● **READING PASSAGE**
···
Friday, March 1, 2024

STILL LiFE WITH CLOGS

A blinding sunrise this morning.  We're up early, cuz we're taking a trolley northward to meet beloved cousins for lunch.  They're driving southward to meet us.  Our meeting is an opportunity to unleash our senses of humor and do some serious laughing.  We're not allowing the distance between us to be a barrier.   One never wants to someday have to say.....gee, I wish we had gotten together.

 1881, Van Gogh left for The Hague to take painting lessons from his cousin by marriage, Anton Mauve.  Until then, he made only drawings.  Vincent wrote his brother Theo, "Well, Mauve immediately installed me in front of a still life consisting of a couple of old clogs and other objects, and so I could set to work."

Still Life with Clogs - 1881

Teacher Mauve was surprised by Vincent's first painting of the still life.   Mauve said to Vincent, "I always thought you were a bloody bore, but now I see that this isn't so."   This made Vincent so happy, he wrote wrote to his brother Theo,  "This remark from my teacher gives me more satisfaction than a whole cartload of Jesuitical compliments would give me....Because, Theo, my actual career begins with painting, don't you think it's all right to see it that way?"
···
● **TASK INSTRUCTIONS**
(a) According to the Still Life with Clogs post, why did Van Gogh leave for The Hague in 1881?
(b) In the Still Life with Clogs post, what did Mauve first set Vincent in front of to paint?
(c) Continue the Still Life with Clogs post with a few more sentences.
The listing has no connection to the text.

(Labeled-object pointing entries)
···
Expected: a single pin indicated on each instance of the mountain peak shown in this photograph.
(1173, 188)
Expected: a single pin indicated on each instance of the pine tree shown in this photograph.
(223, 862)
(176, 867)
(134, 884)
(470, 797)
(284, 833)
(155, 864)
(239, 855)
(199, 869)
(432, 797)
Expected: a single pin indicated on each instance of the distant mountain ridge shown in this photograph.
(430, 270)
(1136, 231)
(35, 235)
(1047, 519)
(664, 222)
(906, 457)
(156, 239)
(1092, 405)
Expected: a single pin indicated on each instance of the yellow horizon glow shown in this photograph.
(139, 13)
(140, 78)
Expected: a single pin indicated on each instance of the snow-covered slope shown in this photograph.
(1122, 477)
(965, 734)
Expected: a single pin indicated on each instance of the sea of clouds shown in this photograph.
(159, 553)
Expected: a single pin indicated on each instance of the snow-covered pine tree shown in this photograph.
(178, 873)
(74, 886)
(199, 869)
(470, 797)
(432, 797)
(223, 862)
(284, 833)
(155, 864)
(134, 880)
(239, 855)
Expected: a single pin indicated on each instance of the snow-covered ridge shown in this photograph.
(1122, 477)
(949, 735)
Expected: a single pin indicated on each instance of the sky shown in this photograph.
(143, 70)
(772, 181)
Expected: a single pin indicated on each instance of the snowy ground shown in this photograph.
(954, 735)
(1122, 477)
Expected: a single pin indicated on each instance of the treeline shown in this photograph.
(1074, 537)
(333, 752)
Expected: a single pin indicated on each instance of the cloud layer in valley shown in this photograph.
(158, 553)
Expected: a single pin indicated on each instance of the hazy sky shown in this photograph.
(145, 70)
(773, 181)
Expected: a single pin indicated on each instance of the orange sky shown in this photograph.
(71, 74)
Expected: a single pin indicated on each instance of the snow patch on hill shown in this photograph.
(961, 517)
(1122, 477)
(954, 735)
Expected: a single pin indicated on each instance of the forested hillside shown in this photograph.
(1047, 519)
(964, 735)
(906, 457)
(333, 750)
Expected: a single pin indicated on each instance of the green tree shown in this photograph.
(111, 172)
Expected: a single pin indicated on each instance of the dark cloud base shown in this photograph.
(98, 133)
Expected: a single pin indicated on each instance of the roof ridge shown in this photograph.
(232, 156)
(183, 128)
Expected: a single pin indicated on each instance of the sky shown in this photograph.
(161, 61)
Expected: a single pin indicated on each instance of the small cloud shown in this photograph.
···
● **ANSWERS PROVIDED**
(a) He went to take painting lessons from his cousin by marriage, Anton Mauve. Until then he had made only drawings.

(b) A still life of a couple of old clogs and other objects.

(c)
We're looking at Van Gogh's first painting.  It is a simple composition, a pair of clogs on a wooden table.  The clogs are half hidden by an earthenware pot.  The bottle on the left still contains a little liquid.  Van Gogh scratched lines into the paint with a blunt object to indicate the edges of the wooden planks.  Note how dark, dull and drab the painting is when we compare it to his later works. 🖌

As we study the progression of Van Gogh's paintings, I personally have learned to look at Nature through his eyes.  For example, the clouds crawling across this morning's sky, above the sunrise, clearly show to me how Van Gogh might have used brush strokes to paint their countless differences in depth, direction and structure.  I see bare-branched trees and think of all of Vincent's pictures where he painted a single barren tree.  The way Van Gogh lived his life, how he saw Nature and the way he shared what he himself saw.......makes him a master......because of his humble approach, his imperfect approach, his simple approach.  We'll soon go on toward his final paintings that are the TA-DAs.  I'm thinking that not all of my followers care to read about an artist every day, so perhaps next week I will showcase the best of Vincent's best....the ones displayed wherever prints are sold.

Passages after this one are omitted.